TEXT SEGMENT -
Boost.XML

Name : Gopi Krishna Menon

College : Dronacharya College of Engineering, Gurgaon, Haryana

Course : Computer Science Engineering

Degree Program : B.TECH (Bachelor of Technology)

Availability :

How much time do you plan to spend on your GSOC?

I like to keep myself punctual and plan my day in the morning itself 🙂. For GSOC, I intend to spend an average of 36 hours per week ( 6 hours * 6 Days) during the 3 months.

Effective Timings :

Weekdays:

6:00pm - 12:00am : Monday - Friday

Weekends:

10:00am - 2:00pm : Morning Adventures (Coding)

4:00pm - 5:00pm : Evening Adventures (Coding)

7:00pm - 9:00pm : Night Adventures (Coding)

What are your intended start and end dates?

I can start working on the project from 18th May onwards. Initially, during the community bonding period, I will require about 2 week's time to perform research on the existing APIs of different libraries and design the interface for both XML reader and writer. I intend to achieve all the proposed miltestones by August 10, 2021

What other factors affect your availability ?

During the GSOC period, I don't have any major engagements that would affect my availability. Only in July would I require 2-3 days for submitting my project report in college.

Background Information

I am a Senior at Dronacharya College of Engineering Gurgaon Haryana. Some of the courses that I have pursued till date are

Object Oriented Programming in C++
Principles of Operating System
Digital System Design
Digital Electronics
Theory of Computation
Core Java
Discrete Mathematics
Computer Architecture and Organization
Data Structures and Algorithms in C++
Microprocessors and Interfacing
Computer Graphics
Compiler Design
Software Project Management
Software Testing

Academic Performance

3rd Semester :
- Total Marks Secured : 926/1150
- University Rank : 16
- College Rank : 2
4th Semester :
- Total Marks Secured : 936/1150
- University Rank : 12
- College Rank : 1
5th Semester :
- Total Marks Secured : 986/1150
- University Rank : 2
- College Rank : 2
6th Semester :
- Total Marks Secured : 1009/1150
- University Rank : 2
- College Rank : 2

I also secured 100/100 Marks in Computer Science in Class 12 CBSE Board Exams. I completed my high school education from St.Thomas Sr.Sec School , Bahadurgarh, Haryana.

Internship/Jobs/Courses Audited

Google Summer of Code 2020 : For the development of FITS parser in Boost.Astronomy library
Student Faculty Status at Dronacharya College of Engineering : I conducted a 6 week course on Advanced C++ for the students of all semesters and obtained testimony for selfless contribution and outstanding performance during the course period.
Programming in C++ : An 8 week course conducted by National Programme on Technology Enhanced Learning. I was also in the 5% toppers category.

My Articles

Structured Binding in C++ : https://www.geeksforgeeks.org/structured-binding-c/

Attributes in C++ : https://www.geeksforgeeks.org/attributes-in-c/

std::Any class in C++ : https://www.geeksforgeeks.org/stdany-class-in-c/

Programming Interests

C++ has been the daily driver for all my needs. I am quite comfortable working and experimenting with C++. Apart from C++ I also love working in C#, Python, RUST and Visual Basic

Reason for Contributing to Boost Libraries

I am a C++ fanboy and one of the reasons is simply Boost libraries. Here are some of the reasons why I love Boost Libraries

Exceptional Code Quality
Purely Open Source
Flexible/Adaptable design
Gold Class Industry Standard
Influenced many of the libraries and features in the standard

Boost has been one of the main influencers in the development of modern C++ and it is my honour and pride if I can become a part of developing this beautiful language (C++) and its ecosystem.

YOUR INSTRUCTIONS - Quote the Boost.XML proposal from "Course : Computer" to "the 3 months.". The data isn't needed for any of this.

PROVIDED DATA -
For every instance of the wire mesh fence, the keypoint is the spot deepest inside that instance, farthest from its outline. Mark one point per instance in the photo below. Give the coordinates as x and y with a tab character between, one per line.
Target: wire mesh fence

SOLUTION TO THE PROBLEM -
Course : Computer Science Engineering

Degree Program : B.TECH (Bachelor of Technology)

Availability :

How much time do you plan to spend on your GSOC?

I like to keep myself punctual and plan my day in the morning itself 🙂. For GSOC, I intend to spend an average of 36 hours per week ( 6 hours * 6 Days) during the 3 months.